[PROBLEM 1]
Based on the pharma and biotech commentary, decide whether each statement agrees with it. Answer yes or no, and quote the deciding words. (a) Over Sept. 8–Oct. 8, the DJ Biotech index fell by a larger percentage than the DJ Pharmaceuticals index. (b) Credit ratings of the companies have already taken a large hit. (c) Pfizer has recently expanded its research.
[PROBLEM 2]
Use the pharma and biotech commentary to answer each question.
(a) Which company is named as the exception among biotech firms that have not been generating a profit?
(b) About what percentage of all retirement savings has been wiped out?
(c) What profit figure does the commentary call moderate?

[SOURCE DOCUMENT]
January 1, 1970 (Vol. , No. )
Michael S. Koeris
Common wisdom has held for the last decade that no matter what the stock market does, pharmaceuticals and by extension biotech stocks always have solid, though not spectacular growth prospects. This leads me to the premise that pharma and biotech has been seen as a defensive play for a long time.
People may disagree with me on the notion that biotech stocks are a defensive play on the basis that the biotech industry, with the exception of Amgen, has not been generating a profit in the three decades since the cloning of human insulin, but that hasn’t carried over to biotech stocks, who have turned out to be a healthy investment (DJ Biotech Index is still up 36% on five years).
Coming back to the original argument of pharma and biotech being a defensive play, why would people have thought that in the first place? As the baby boomer generation approaches their collective retirement age—nominally beginning 2011—pharma and biotech will have their hands full catering to the needs of the affluent and worried retirees.
That simply does not hold true anymore today though, as a combined $2 trillion—or about 20% overall—of all retirement savings have been wiped out by the market collapse and subsequent credit freeze. The DJ Biotech index is down 15% on the one month period Sept. 8–Oct. 8, while the DJ Pharmaceuticals index is down about 13% for that same period.
Credit ratings have not taken a large hit so far, as virtually all players are saturated with cash. That cash will now, however, not be used to fuel the M&A machines that have been making headlines in the pharma world but rather will be used instead of short-term obligations while the markets are still frozen.
Couple this decrease in consumer spending power (and willingness) with an increase in FDA review including the much tougher approval guidelines and you are faced with an acceleration in the demise of the blockbuster model for lifestyle drugs that has supported big pharma for so long.
Pharma and biotech will not collapse like the banking sector just did but they are faced with a difficult to implement change in their business model under the best of conditions, now exacerbated by the market. Essentially it comes down to getting more candidates with lower failure rates into Phase II, which can only be accomplished if any treatment with even a moderate (and I use that term in the pharmaceutical industry sense) profit of $200-plus million is being considered and pushed through. Obviously that means streamlining R&D work.
Recently Pfizer started to cut back on their research, and I believe they are not the last by far. In the future even more so than now, the initial high-risk development of drugs into Phase I will be taken on by smaller, independently funded (read VC) start-ups, and pharma is going to be optimizing development and scale-up work. In such a two-tiered development system, information distribution is going to be crucial; big pharma / big biotech needs to be able to communicate their wants (pharma) and their data outputs (biotech), otherwise it’s not going to work.

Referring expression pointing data
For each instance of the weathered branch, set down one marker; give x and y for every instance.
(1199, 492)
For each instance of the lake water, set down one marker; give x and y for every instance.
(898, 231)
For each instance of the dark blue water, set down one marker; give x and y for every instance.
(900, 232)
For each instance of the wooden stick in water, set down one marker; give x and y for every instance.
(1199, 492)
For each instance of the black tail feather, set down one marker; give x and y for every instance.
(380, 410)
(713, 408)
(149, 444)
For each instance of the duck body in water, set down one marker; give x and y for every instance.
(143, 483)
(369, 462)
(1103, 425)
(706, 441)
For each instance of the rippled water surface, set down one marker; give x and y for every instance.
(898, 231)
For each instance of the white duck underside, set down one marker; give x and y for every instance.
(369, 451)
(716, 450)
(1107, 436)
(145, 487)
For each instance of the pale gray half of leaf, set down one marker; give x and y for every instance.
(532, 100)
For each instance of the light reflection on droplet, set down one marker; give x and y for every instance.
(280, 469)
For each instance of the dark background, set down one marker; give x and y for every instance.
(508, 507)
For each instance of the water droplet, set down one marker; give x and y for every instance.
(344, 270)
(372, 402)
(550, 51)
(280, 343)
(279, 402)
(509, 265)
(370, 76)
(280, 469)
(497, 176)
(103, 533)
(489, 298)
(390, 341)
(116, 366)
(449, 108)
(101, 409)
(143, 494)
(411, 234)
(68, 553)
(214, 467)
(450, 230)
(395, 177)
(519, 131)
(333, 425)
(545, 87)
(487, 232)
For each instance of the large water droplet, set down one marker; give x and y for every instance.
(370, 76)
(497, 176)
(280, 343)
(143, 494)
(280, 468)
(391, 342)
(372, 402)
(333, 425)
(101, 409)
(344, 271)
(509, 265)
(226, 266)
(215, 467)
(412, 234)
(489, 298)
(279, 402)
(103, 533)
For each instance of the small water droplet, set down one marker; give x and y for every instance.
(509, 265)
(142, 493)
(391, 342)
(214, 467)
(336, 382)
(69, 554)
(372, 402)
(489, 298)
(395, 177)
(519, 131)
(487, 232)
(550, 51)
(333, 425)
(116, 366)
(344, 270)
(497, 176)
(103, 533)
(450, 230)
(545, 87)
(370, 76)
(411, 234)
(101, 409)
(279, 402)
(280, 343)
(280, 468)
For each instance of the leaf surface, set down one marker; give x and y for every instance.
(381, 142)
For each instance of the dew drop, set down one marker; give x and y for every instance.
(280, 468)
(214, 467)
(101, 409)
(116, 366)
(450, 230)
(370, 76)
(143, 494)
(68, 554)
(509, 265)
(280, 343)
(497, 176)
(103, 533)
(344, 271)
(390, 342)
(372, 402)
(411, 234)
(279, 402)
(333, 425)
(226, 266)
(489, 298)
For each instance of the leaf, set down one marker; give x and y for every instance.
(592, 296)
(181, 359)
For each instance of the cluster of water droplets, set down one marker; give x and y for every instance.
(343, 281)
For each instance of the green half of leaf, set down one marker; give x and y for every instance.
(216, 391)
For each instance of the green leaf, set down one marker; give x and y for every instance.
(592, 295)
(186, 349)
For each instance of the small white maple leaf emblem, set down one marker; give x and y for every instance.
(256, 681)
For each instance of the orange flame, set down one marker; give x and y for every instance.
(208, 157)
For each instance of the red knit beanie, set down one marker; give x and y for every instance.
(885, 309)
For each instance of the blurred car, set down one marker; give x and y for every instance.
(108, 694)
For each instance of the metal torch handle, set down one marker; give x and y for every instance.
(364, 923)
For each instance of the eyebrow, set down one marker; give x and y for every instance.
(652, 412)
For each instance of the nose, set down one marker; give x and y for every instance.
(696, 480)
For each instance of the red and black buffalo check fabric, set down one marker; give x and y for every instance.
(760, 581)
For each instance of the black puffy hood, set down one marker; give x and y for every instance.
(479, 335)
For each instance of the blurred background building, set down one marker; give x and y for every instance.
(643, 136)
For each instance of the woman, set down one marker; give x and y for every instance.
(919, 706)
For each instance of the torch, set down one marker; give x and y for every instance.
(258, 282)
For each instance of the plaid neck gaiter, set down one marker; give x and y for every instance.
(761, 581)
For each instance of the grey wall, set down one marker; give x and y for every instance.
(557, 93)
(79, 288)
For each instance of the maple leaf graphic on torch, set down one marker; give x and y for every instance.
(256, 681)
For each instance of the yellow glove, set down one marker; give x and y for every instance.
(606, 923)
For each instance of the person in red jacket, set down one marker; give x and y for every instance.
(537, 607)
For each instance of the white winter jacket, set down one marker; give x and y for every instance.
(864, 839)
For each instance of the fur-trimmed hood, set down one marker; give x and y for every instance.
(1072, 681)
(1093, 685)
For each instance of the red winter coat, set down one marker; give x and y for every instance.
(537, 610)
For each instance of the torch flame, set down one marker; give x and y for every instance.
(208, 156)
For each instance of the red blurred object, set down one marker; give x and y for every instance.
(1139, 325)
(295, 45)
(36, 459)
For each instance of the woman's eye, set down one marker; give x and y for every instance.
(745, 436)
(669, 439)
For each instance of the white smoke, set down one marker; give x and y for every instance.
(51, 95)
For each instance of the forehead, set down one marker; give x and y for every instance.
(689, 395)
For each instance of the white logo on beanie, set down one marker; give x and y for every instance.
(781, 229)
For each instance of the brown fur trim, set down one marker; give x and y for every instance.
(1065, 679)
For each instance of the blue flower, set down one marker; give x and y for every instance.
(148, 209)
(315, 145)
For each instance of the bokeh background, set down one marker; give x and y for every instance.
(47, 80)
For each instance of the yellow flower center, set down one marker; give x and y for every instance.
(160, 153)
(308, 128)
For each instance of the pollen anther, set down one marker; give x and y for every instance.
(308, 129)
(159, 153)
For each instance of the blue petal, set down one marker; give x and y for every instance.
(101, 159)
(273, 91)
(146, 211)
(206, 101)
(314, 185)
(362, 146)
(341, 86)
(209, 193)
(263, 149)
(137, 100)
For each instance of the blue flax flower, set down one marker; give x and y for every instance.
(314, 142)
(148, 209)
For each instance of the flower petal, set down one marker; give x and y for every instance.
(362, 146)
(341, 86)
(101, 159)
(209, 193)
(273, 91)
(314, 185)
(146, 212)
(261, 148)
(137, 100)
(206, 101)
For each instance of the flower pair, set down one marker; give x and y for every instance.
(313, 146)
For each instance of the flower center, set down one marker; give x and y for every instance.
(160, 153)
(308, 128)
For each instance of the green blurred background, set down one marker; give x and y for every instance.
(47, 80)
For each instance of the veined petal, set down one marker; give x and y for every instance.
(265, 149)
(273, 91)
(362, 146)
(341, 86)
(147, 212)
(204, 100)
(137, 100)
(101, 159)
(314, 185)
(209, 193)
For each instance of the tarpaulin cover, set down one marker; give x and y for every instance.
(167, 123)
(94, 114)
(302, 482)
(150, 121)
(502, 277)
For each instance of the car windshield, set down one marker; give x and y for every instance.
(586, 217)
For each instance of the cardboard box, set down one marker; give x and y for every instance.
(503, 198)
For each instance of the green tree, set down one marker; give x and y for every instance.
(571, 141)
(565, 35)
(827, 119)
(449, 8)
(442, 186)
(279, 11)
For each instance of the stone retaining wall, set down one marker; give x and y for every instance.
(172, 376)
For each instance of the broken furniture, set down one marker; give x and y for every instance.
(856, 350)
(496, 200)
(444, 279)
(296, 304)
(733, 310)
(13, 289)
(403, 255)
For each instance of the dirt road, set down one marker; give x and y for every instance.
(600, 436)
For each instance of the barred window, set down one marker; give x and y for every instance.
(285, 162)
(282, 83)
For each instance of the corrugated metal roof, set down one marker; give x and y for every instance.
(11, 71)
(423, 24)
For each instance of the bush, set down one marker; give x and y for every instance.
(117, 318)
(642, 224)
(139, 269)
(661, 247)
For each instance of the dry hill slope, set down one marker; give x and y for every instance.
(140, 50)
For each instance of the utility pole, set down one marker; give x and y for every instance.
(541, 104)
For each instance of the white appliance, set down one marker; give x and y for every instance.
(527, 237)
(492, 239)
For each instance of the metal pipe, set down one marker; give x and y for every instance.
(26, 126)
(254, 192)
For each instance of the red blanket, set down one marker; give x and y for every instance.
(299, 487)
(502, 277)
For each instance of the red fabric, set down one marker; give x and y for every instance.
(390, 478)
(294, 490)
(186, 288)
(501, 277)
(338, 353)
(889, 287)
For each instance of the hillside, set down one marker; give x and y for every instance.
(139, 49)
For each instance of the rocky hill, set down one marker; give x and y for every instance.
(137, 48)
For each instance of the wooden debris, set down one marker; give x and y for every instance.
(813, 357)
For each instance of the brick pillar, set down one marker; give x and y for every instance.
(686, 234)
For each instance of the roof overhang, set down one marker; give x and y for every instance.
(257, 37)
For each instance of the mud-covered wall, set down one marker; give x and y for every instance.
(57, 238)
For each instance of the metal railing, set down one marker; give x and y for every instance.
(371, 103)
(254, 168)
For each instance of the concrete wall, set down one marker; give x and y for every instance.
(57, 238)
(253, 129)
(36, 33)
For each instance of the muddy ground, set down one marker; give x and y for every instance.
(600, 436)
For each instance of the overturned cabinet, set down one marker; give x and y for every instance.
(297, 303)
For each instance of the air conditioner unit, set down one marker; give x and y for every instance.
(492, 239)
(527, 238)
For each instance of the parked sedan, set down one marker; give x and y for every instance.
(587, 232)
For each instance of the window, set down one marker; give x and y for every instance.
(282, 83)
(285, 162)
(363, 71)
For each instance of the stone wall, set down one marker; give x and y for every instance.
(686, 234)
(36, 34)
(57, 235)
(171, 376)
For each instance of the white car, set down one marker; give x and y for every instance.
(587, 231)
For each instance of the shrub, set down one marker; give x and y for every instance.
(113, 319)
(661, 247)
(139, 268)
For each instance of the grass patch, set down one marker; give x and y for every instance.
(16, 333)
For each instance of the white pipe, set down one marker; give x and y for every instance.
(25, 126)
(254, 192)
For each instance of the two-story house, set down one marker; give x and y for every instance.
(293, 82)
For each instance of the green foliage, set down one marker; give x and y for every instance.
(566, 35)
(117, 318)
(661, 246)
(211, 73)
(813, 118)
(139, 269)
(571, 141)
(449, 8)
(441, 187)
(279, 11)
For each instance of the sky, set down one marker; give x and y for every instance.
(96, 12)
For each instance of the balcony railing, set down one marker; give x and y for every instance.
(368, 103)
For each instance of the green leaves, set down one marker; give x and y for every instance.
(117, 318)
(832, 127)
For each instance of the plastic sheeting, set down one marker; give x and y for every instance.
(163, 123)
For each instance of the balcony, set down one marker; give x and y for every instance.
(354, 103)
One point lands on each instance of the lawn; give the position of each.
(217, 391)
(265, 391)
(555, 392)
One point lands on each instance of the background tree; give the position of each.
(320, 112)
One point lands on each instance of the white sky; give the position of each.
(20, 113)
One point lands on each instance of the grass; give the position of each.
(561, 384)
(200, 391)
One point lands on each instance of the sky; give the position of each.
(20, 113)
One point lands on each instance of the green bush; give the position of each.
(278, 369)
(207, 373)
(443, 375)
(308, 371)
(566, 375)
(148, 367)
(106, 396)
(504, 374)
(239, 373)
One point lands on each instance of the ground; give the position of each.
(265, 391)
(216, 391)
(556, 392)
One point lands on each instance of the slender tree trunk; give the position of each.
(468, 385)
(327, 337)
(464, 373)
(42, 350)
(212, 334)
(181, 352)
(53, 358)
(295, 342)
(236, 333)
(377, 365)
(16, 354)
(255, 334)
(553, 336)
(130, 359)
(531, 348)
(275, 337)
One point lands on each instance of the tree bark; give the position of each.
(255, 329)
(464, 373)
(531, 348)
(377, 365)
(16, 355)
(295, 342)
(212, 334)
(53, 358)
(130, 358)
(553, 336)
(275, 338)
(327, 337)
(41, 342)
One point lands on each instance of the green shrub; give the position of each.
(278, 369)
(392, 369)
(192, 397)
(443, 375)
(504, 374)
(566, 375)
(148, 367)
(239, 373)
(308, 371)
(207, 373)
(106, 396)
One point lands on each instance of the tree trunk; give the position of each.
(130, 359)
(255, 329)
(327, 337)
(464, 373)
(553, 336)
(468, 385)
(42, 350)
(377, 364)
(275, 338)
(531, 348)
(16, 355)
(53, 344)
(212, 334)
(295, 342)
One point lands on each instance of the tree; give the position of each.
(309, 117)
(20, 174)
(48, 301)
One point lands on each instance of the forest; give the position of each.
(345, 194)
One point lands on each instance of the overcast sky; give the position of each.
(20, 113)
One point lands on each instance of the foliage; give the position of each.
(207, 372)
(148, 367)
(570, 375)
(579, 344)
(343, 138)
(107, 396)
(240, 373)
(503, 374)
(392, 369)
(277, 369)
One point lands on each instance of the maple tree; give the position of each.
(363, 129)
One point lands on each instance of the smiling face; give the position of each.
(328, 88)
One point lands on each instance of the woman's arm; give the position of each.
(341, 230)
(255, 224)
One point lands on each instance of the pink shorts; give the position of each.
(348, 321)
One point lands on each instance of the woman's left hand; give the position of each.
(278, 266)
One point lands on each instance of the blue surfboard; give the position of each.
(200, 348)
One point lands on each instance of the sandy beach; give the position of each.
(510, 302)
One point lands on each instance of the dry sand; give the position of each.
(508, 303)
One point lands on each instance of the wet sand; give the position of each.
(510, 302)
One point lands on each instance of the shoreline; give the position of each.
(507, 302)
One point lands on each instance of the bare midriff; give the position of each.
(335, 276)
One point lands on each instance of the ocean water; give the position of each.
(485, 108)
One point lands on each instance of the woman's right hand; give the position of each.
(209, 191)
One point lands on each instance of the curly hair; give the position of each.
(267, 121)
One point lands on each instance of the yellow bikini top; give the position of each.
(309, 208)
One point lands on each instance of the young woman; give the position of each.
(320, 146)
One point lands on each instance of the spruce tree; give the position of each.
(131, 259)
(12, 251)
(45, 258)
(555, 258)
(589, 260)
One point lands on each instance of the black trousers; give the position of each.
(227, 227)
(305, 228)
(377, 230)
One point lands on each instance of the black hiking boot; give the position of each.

[RESPONSE AREA 1]
(a) Yes: "The DJ Biotech index is down 15% on the one month period Sept. 8–Oct. 8, while the DJ Pharmaceuticals index is down about 13% for that same period."
(b) No: "Credit ratings have not taken a large hit so far"
(c) No: "Recently Pfizer started to cut back on their research"

[RESPONSE AREA 2]
(a) Amgen
(b) About 20%
(c) $200-plus million